===== Source excerpt

Question

when an object of height 6 cm is placed at a distance of 12 cm from the focal centre of the lens the objects 12 cm height reflection is form so,

1. indicate the type of lens?
2. find the magnification of reflection?
3. What is power of lens?​

Answer 1

Answer:(1)Convex

(2)2

(3)0.04167

Explanation:m=h'/h=v/u

12/6=v/-12

v=-12×12/6=-24cm

(1)it is a convex lens because it forms a bigger image of the object.

(2)m=h'/h=12/6=2

(3)1/v-1/u=1/f

1/f=(1/-24)-(1/-12)=1/24

Hence, power =1/f=1/24=0.04167(approx)

Answer 2

(a). The lens is converging.

(b). The magnification is 2.

(c). The power is 4.16 D.

==========
===== Dataset extract

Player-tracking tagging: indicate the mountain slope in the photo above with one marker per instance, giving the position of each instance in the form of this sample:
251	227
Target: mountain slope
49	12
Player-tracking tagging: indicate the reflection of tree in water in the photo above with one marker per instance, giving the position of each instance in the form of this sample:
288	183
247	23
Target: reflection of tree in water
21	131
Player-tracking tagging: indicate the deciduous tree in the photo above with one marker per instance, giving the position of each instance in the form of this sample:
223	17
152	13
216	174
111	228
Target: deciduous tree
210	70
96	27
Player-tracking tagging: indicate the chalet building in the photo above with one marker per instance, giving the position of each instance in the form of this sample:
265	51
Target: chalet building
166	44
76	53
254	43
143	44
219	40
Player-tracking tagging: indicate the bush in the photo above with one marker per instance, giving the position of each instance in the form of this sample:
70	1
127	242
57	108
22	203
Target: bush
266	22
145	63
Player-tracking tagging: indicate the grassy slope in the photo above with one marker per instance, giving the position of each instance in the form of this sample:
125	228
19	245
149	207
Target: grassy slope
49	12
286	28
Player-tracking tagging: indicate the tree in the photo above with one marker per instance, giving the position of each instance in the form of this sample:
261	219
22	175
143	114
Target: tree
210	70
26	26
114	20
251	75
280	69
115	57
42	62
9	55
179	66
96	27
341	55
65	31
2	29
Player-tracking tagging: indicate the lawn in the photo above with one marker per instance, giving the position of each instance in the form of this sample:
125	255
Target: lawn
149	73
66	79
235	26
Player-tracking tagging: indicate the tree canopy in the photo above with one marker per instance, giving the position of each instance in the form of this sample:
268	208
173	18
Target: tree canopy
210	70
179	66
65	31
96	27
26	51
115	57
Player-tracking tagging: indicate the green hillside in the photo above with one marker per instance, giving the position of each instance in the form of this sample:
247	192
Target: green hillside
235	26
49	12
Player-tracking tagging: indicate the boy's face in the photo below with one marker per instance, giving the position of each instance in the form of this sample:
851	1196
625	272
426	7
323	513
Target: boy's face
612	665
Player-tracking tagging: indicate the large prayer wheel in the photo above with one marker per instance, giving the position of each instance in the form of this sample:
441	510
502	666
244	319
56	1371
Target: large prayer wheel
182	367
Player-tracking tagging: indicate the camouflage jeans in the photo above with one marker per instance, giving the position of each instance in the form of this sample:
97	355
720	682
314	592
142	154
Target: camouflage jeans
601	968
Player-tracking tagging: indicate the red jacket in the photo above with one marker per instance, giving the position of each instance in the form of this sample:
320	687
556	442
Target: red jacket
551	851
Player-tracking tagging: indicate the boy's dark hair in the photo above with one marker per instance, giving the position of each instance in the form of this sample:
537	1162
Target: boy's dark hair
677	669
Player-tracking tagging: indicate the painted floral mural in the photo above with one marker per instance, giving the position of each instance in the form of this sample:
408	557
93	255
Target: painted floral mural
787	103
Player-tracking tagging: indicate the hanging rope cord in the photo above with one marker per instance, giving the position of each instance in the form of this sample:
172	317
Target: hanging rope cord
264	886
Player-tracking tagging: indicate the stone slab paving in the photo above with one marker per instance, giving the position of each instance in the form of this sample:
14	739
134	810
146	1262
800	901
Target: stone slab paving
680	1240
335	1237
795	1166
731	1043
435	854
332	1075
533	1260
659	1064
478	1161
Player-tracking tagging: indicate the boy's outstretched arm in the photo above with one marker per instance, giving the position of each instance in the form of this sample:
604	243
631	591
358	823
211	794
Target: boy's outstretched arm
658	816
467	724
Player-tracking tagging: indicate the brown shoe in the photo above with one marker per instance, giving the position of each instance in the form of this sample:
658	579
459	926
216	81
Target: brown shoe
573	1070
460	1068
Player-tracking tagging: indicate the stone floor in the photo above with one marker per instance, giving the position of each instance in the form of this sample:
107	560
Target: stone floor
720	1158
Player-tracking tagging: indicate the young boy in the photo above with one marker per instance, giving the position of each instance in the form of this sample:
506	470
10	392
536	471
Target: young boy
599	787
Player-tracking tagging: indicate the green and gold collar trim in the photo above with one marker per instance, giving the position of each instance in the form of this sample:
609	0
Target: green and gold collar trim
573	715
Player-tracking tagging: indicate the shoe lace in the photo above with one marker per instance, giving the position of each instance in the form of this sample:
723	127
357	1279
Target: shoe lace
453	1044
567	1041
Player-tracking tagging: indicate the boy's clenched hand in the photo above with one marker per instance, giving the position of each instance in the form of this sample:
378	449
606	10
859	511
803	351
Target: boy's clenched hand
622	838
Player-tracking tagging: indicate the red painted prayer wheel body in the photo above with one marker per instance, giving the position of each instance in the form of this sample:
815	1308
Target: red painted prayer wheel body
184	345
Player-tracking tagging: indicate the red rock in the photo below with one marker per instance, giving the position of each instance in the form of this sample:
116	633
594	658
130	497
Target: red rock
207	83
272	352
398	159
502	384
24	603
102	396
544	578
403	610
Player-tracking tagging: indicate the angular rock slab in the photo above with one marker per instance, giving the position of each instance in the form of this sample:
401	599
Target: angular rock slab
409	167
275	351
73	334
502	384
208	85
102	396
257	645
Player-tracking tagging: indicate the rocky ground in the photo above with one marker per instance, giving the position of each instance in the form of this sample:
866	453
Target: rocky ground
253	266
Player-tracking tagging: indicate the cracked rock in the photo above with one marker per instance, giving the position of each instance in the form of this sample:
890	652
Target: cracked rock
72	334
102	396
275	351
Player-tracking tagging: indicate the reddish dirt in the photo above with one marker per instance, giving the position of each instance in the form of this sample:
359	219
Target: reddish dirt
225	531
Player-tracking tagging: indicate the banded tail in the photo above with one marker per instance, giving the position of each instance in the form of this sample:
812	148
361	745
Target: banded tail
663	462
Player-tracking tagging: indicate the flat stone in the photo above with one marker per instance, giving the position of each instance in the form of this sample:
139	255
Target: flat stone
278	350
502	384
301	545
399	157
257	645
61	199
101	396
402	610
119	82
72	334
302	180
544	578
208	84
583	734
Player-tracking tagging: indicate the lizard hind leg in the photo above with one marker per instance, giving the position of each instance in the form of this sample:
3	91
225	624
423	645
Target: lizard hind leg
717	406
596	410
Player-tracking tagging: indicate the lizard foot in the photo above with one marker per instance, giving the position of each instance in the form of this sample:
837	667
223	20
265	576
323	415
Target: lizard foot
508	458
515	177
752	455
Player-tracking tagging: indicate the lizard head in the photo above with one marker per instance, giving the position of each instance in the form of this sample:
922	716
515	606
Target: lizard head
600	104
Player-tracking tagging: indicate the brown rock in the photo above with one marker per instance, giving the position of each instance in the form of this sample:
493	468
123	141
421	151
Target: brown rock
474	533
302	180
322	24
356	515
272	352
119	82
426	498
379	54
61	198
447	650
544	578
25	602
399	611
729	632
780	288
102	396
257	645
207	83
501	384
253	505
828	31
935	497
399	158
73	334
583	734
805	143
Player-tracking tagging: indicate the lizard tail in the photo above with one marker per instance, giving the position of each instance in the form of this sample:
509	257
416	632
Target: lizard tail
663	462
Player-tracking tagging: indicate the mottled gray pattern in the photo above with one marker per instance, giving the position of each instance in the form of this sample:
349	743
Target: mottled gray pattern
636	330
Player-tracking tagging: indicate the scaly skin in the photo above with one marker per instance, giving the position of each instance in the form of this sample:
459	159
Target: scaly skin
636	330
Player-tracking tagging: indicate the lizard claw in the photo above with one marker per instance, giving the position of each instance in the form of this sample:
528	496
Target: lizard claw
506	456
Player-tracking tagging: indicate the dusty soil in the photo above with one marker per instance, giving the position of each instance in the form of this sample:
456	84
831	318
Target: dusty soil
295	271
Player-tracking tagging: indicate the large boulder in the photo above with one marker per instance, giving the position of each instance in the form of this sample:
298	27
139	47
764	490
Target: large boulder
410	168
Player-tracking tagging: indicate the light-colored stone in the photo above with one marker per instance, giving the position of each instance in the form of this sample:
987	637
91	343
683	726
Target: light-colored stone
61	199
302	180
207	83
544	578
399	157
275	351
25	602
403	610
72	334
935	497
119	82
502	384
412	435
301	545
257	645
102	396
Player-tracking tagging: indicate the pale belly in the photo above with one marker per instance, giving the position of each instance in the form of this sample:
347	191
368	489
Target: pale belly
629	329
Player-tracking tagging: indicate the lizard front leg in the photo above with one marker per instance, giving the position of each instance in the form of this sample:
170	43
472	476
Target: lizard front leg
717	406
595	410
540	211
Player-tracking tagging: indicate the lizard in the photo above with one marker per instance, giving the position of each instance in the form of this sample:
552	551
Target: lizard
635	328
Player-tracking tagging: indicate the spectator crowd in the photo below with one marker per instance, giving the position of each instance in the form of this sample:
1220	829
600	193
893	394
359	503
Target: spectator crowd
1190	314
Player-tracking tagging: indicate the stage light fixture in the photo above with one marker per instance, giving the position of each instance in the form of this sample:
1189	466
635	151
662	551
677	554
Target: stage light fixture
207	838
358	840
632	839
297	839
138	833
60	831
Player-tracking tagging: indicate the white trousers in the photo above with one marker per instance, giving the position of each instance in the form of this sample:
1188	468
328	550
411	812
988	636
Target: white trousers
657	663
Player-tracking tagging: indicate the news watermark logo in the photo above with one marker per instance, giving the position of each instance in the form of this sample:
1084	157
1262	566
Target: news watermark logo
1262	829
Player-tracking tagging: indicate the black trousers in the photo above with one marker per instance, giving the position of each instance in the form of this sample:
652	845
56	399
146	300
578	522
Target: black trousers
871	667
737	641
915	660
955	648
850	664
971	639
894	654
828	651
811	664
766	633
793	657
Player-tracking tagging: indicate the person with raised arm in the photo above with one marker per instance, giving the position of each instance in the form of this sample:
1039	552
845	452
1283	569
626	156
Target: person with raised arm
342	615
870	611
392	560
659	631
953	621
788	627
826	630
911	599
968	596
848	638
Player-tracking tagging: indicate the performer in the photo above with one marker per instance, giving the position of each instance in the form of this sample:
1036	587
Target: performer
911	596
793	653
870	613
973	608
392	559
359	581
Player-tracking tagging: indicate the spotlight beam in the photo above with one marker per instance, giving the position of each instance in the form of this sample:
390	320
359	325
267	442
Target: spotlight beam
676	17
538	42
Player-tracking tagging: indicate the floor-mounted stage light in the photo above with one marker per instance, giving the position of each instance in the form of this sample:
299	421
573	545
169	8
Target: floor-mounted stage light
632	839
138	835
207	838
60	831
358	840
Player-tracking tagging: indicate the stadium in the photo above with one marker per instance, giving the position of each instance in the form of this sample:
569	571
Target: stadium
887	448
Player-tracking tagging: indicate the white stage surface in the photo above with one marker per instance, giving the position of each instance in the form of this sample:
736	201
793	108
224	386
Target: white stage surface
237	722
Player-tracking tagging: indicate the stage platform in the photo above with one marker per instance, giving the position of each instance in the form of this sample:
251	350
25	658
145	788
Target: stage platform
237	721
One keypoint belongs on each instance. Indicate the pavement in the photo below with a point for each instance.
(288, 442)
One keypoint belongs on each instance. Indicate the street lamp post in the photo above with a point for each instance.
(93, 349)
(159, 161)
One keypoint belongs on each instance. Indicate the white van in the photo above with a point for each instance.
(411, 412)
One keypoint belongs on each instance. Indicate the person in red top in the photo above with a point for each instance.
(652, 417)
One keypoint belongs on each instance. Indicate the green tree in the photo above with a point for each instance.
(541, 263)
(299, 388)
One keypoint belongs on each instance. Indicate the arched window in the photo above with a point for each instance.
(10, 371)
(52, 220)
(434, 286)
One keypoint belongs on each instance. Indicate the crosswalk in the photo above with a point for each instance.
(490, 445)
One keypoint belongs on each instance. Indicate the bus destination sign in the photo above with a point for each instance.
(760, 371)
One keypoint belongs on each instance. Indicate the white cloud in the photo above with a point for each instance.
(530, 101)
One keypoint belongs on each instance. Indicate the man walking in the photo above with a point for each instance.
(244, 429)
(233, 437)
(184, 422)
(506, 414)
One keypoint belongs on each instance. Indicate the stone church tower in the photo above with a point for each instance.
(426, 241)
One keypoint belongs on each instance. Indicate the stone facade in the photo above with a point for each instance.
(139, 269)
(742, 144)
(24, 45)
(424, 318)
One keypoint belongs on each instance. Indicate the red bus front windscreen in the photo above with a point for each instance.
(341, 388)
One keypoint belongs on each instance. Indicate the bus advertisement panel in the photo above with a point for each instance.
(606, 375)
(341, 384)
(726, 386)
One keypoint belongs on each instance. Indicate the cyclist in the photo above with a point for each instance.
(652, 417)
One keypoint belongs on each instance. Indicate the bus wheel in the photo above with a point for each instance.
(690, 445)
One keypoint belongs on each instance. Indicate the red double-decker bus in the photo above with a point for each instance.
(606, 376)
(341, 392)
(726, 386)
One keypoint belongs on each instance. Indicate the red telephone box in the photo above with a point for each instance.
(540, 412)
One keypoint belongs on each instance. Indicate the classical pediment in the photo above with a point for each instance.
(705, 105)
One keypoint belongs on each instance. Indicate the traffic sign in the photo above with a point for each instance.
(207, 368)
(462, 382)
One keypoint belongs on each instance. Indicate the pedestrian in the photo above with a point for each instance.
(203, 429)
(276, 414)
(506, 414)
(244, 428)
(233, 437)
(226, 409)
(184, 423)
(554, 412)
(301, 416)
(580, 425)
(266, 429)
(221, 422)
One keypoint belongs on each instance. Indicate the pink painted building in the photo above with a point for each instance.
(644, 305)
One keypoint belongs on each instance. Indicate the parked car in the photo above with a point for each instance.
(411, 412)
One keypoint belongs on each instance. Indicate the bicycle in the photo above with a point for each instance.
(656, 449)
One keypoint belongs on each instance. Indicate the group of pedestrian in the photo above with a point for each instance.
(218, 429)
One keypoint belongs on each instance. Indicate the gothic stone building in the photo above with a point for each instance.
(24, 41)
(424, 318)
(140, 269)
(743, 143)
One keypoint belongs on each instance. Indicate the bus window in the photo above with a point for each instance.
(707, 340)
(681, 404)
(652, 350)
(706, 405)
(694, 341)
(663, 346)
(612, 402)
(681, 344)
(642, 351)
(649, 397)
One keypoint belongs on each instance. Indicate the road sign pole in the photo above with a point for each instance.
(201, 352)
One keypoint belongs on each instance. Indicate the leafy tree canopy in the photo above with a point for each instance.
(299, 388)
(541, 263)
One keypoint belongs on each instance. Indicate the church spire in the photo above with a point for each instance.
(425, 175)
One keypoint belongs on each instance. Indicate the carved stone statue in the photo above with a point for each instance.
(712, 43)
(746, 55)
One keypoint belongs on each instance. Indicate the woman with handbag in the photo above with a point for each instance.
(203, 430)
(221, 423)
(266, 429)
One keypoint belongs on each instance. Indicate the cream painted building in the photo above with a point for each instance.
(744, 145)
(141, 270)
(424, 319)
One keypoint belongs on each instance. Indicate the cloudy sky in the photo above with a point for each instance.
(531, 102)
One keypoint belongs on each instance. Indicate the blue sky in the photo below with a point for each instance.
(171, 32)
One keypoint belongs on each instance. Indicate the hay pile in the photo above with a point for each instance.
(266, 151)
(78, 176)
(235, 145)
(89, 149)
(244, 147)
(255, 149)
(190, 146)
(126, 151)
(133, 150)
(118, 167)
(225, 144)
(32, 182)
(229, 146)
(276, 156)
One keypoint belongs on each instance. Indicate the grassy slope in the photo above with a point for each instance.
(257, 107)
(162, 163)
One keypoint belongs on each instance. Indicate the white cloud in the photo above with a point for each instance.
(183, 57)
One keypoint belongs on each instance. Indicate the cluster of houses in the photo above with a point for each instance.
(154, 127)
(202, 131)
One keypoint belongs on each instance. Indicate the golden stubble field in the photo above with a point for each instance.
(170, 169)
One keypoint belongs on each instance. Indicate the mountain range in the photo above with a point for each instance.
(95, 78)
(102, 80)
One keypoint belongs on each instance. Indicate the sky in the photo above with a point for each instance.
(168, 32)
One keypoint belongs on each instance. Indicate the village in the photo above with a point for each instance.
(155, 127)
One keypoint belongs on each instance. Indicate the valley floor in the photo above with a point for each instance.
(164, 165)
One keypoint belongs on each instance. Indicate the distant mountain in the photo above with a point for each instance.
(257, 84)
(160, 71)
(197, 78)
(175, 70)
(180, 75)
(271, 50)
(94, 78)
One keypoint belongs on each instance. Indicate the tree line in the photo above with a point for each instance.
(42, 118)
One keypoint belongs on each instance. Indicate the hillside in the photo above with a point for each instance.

==========

Pick up the lens question thread above and continue it after its last sentence.

**The reply:**
Explanation:

Given that,

Height of the object = 6 cm

Height of the image = 12 cm

Object distance = 12 cm

We need to calculate the image distance

Using formula of magnification

$m=\dfrac{v}{u}=\dfrac{h'}{h}$

Put the value into the formula

$\dfrac{v}{-12}=\dfrac{12}{6}$

$v=-24\ cm$

We need to calculate the magnification

Using formula of magnification

$m=\dfrac{v}{u}$

Put the value into the formula

$m=\dfrac{-24}{-12}$

$m=2$

We need to calculate the focal length

Using formula of lens

$\dfrac{1}{f}=\dfrac{1}{v}-\dfrac{1}{u}$

Put the value into the formula

$\dfrac{1}{f}=\dfrac{1}{-24}+\dfrac{1}{12}$

$f=24\ cm$

The focal length is positive so the lens will be converging.

We need to calculate the power of lens

Using formula of power

$P=\dfrac{100}{f}$

Put the value into the formula

$P=\dfrac{100}{24}$

$P=4.16\ D$

Hence, (a). The lens is converging.

(b). The magnification is 2.

(c). The power is 4.16 D.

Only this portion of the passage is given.